Woodstock, 50 años después: Reflexiones sobre la revolución sexual

Por Harley Price
19 de agosto de 2019 7:25 PM Actualizado: 19 de agosto de 2019 7:25 PM

Comentario

Nos llena de orgullo considerarnos que somos sofisticados con el sexo, pero esa sofisticación es, a lo sumo, una sofisticación técnica.

Se escucha a los padres alardear, irónicamente, de que sus hijos adolescentes saben más sobre “los pájaros y las abejas” de lo que sabían ellos cuando eran jóvenes. Se jactan de esto de la misma manera en que alardean de la facilidad precoz de la generación más joven en el manejo de las computadoras (otro logro dudoso, cuando los mismos niños son incapaces de leer, escribir o hacer matemáticas tan bien como sus padres a su edad, ni tampoco han alcanzado la mínima formación cultural lograda por haber adquirido una educación en esa época antediluviana, cuando las escuelas todavía enseñaban los rudimentos de la historia, la filosofía y la literatura).

Lo que estos padres orgullosos quieren decir realmente es que sus hijos ahora tienen más experiencia con el sexo, y no es que tienen una comprensión más profunda de lo que, hasta hace poco, siempre fue considerado como un misterio. Como dijo el Dr. Samuel Johnson: “Las mentes vulgares e inactivas confunden la familiaridad con el conocimiento”.

A pesar de la etimología de la palabra, no se requiere experiencia con algo para ser un experto. El mejor experto en ahogamientos es el hombre que sabe nadar; el hombre con demasiada experiencia en el tema no tendrá nada que decir al respecto.

Hoy en día, nuestra familiaridad casual y rutinaria con el sexo ha creado una especie de inocencia infantil al respecto. En la antigüedad pagana, Eros era temido y respetado como un daimon caprichoso y omnipotente (como Sócrates lo describe en el “Simposio”). No fue sino hasta el Renacimiento que se metamorfoseó en el adorable querubín con el que todavía estamos familiarizados por las tarjetas de San Valentín. Pero incluso en el Renacimiento, todos sabían que la inocencia de Cupido era una trampa sentimental. Con todo nuestro supuesto escepticismo y sofisticación moderno, tendemos a tomar a Eros y lo erótico en sentido literal.

Material proporcionado ->
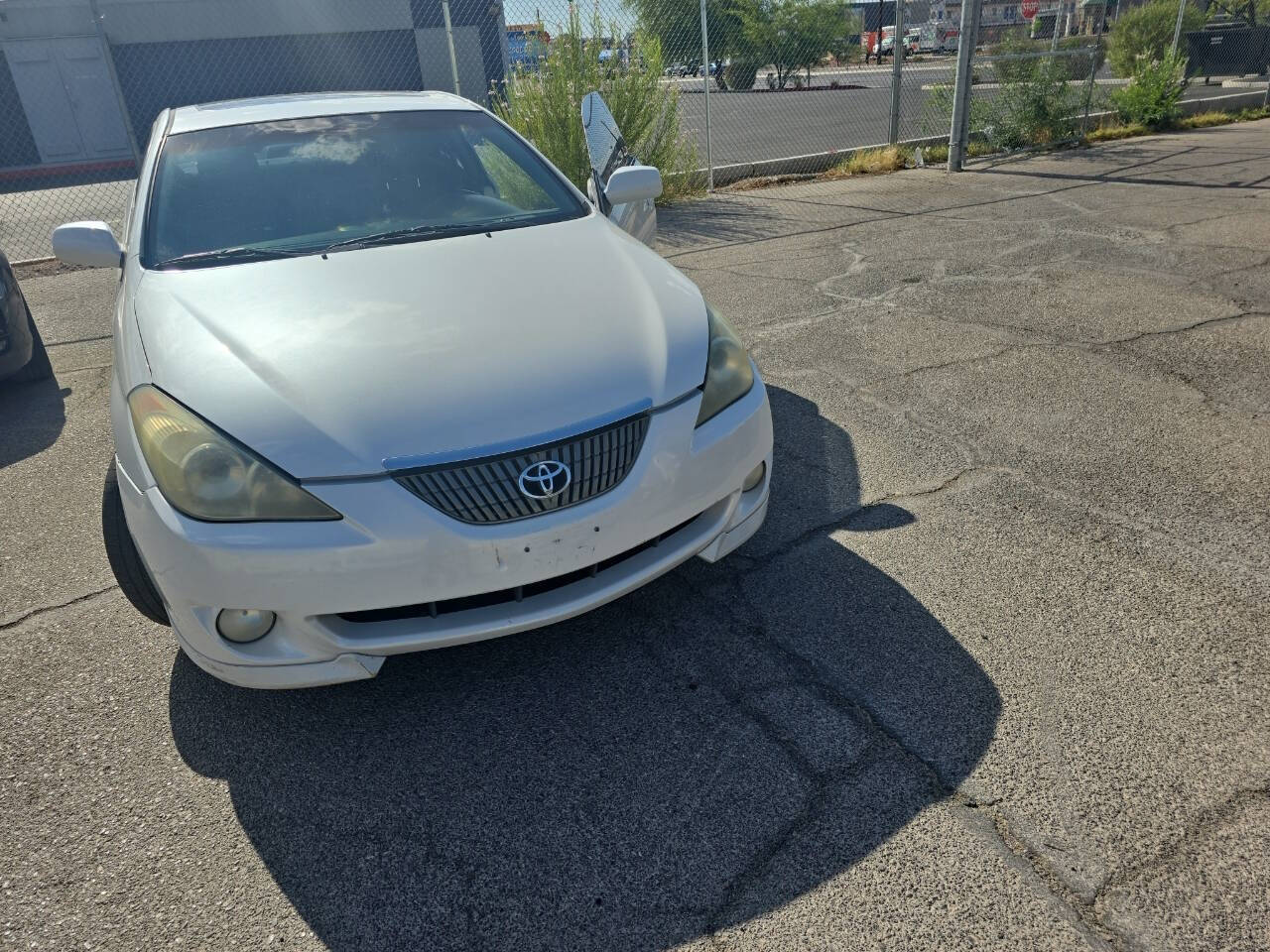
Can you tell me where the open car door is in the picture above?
[581,92,662,244]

Tareas ->
a. Copia del artículo sobre la revolución sexual el pasaje comprendido entre “Lo que estos” y “decir al respecto.”, ambos incluidos.
b. Según el artículo sobre la revolución sexual, ¿en qué época se transformó Eros en el adorable querubín de las tarjetas de San Valentín?
c. Traduce al inglés esta oración del artículo sobre la revolución sexual: “El mejor experto en ahogamientos es el hombre que sabe nadar; el hombre con demasiada experiencia en el tema no tendrá nada que decir al respecto.”

Respuestas por tarea ->
a.
Lo que estos padres orgullosos quieren decir realmente es que sus hijos ahora tienen más experiencia con el sexo, y no es que tienen una comprensión más profunda de lo que, hasta hace poco, siempre fue considerado como un misterio. Como dijo el Dr. Samuel Johnson: “Las mentes vulgares e inactivas confunden la familiaridad con el conocimiento”.

A pesar de la etimología de la palabra, no se requiere experiencia con algo para ser un experto. El mejor experto en ahogamientos es el hombre que sabe nadar; el hombre con demasiada experiencia en el tema no tendrá nada que decir al respecto.

b. En el Renacimiento.

c. The best expert on drowning is the man who knows how to swim; the man with too much experience in the matter will have nothing to say about it.